The bill also includes top priorities for union leaders, such as stiff penalties for employers that block union organizing and collective bargaining.
Beyond those provisions is a weightier matter in coal country: whether to shore up a polluting power source or transition the Appalachian economy away from coal.
The bill includes industrial policies proposed by Mr. Manchin that would help wean the region away from fossil fuels, including $100 billion to aid manufacturers and $25 billion for advanced manufacturing outreach, with $4 billion of the outreach funding set aside for coal-mining regions. A tax credit for energy investments includes a generous additional subsidy for those investments that flow to communities with oil and gas workers, a closed coal mine or a shuttered coal-fired electricity generator.
For years, coal miners and operators alike looked skeptically at such efforts. Miners rallied to Donald J. Trump’s side in the 2016 campaign as he promised to bring their industry back, not replace it with clean energy. He did not keep that promise, and coal mining employment, which was at about 51,000 jobs when he took office, had fallen to a nadir of 39,000 by the time he was denied a second term.
Union mining jobs with good pay, pensions and health benefits have been replaced with low-wage work — if they have been replaced at all. The promise of renewable energy as a replacement has so far yielded little. Jobs installing solar panels or building wind turbines tend to disappear once a renewable energy facility is up and running, since such facilities require little ongoing labor.
Jason Walsh, the executive director of the BlueGreen Alliance, which has brought together labor and environmental groups to marshal support for initiatives like Mr. Biden’s domestic policy bill, said he did not fault miners for their doubts. But he pointed to active conversations about building a solar panel assembly plant in the Ohio Valley that would hire more than 2,000 union workers. Such projects could use a federal nudge.
“Build Back Better provides really the best opportunity for any industrial policy vision in these areas,” Mr. Walsh said.
It took a while, but last month, those arguments won over the unions of Mr. Manchin’s home state, which have long been the backbone of his political support. In its statement asking Mr. Manchin to return to negotiations, the state’s A.F.L.-C.I.O. chapter noted that the bill included his industrial policy legislation.
Biden’s Social Policy and Climate Bill at a Glance
The centerpiece of Biden’s domestic agenda. The sprawling $2.2 trillion spending bill aims to battle climate change, expand health care and bolster the social safety net. Here’s a look at some key provisions and how they might affect you:
The bill “would help workers, our families and the labor movement both across the country and right here in West Virginia,” the president of the labor group, Josh Sword, said in the statement.

**Your goal**
Return the stretch of the coal country article from "The bill includes" through "coal-fired electricity generator.", copied word for word. The records aren't needed for this work.

**Record extracts**
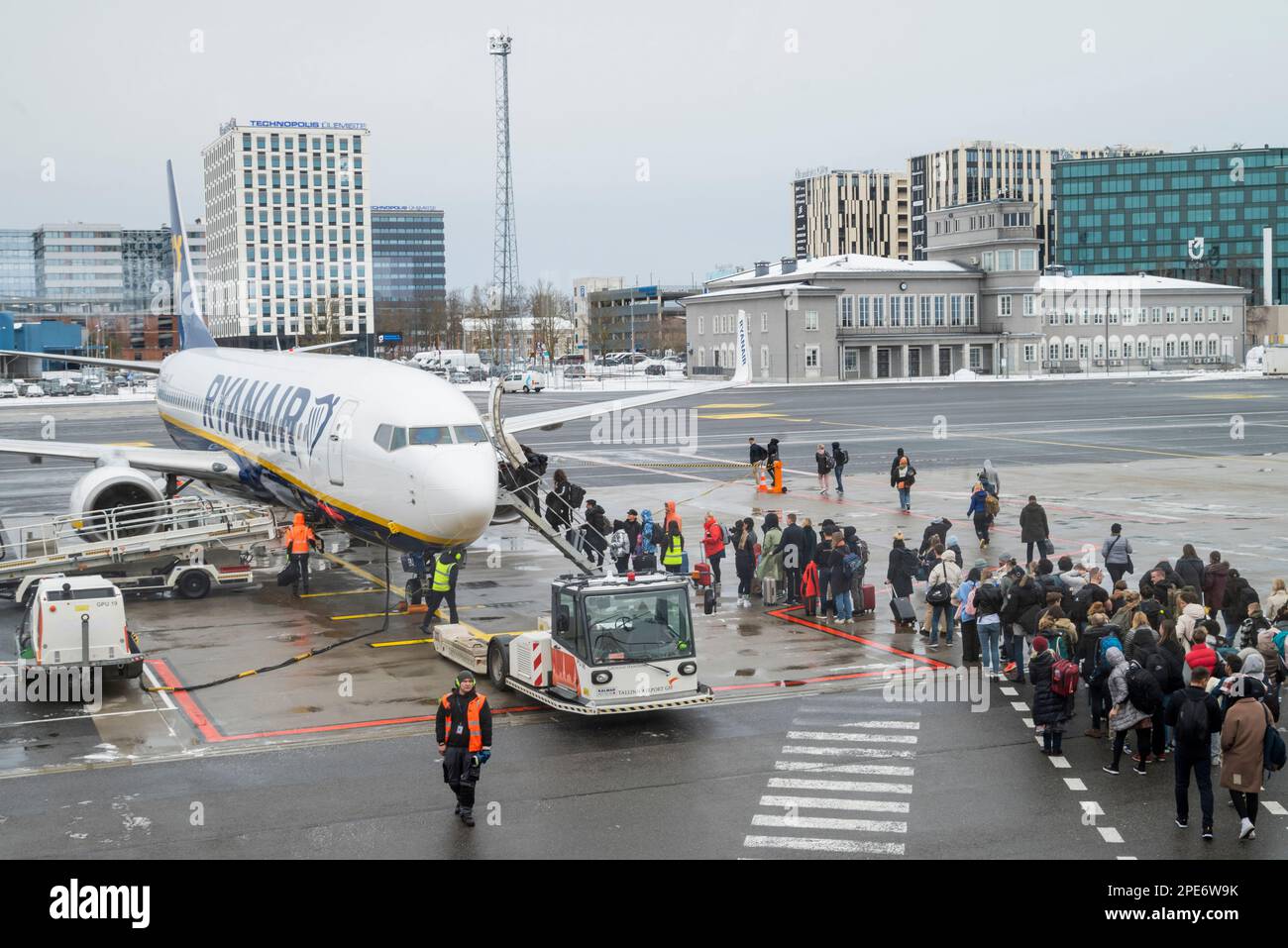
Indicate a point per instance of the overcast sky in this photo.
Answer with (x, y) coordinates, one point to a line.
(709, 94)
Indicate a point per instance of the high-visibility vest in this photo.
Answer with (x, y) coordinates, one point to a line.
(297, 539)
(472, 720)
(443, 574)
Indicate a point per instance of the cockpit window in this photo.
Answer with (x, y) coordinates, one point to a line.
(430, 436)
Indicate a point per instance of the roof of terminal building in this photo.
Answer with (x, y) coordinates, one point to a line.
(1126, 281)
(841, 265)
(760, 290)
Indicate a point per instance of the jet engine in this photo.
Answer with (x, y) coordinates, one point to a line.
(108, 502)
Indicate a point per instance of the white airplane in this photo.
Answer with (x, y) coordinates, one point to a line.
(382, 451)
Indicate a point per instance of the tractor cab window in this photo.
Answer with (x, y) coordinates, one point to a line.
(568, 629)
(638, 626)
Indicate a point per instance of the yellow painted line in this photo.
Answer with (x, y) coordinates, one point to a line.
(343, 592)
(743, 415)
(1229, 397)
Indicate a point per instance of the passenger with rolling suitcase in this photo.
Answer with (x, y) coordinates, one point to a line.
(900, 575)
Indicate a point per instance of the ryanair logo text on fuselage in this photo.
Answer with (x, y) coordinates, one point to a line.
(278, 416)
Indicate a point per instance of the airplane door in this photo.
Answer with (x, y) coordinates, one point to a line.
(340, 432)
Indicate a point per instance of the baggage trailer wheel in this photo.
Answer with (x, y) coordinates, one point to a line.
(193, 583)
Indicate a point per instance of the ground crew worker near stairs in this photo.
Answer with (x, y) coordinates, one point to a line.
(297, 539)
(464, 732)
(443, 586)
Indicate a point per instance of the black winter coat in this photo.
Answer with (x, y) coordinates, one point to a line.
(1048, 707)
(902, 570)
(1190, 571)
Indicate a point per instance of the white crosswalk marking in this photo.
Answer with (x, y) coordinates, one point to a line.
(819, 767)
(858, 737)
(823, 802)
(874, 725)
(845, 727)
(823, 845)
(848, 786)
(848, 751)
(863, 826)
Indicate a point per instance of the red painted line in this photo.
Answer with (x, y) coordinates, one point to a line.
(211, 733)
(185, 702)
(892, 649)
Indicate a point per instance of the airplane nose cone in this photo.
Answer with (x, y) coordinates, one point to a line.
(462, 493)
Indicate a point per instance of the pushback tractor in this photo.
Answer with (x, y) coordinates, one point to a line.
(616, 644)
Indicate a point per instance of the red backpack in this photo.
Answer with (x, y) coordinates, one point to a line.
(1064, 678)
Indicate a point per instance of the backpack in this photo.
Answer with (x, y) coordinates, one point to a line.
(1274, 753)
(939, 594)
(1064, 678)
(1142, 689)
(1192, 723)
(1157, 666)
(987, 599)
(850, 565)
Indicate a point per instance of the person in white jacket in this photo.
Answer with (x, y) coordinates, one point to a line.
(1192, 613)
(948, 574)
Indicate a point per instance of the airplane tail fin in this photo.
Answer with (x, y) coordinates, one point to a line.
(192, 325)
(742, 355)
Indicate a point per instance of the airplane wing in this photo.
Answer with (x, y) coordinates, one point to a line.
(549, 420)
(321, 346)
(206, 466)
(129, 365)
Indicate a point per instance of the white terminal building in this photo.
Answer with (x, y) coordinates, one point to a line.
(287, 231)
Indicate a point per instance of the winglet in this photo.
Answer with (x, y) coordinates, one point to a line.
(742, 369)
(192, 326)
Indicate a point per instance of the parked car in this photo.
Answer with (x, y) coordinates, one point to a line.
(523, 381)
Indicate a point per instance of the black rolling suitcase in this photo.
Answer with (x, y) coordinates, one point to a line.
(902, 609)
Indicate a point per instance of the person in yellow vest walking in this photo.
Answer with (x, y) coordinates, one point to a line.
(299, 539)
(464, 732)
(673, 549)
(443, 586)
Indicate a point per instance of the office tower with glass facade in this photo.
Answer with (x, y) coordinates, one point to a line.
(1193, 215)
(408, 262)
(975, 171)
(287, 236)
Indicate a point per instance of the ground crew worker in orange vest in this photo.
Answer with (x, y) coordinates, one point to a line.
(464, 730)
(299, 537)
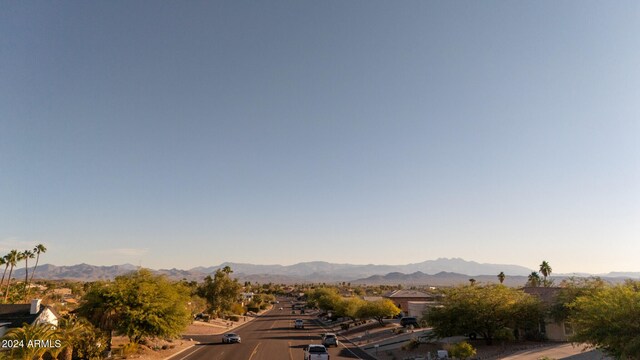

**Solution to this task**
The bill includes industrial policies proposed by Mr. Manchin that would help wean the region away from fossil fuels, including $100 billion to aid manufacturers and $25 billion for advanced manufacturing outreach, with $4 billion of the outreach funding set aside for coal-mining regions. A tax credit for energy investments includes a generous additional subsidy for those investments that flow to communities with oil and gas workers, a closed coal mine or a shuttered coal-fired electricity generator.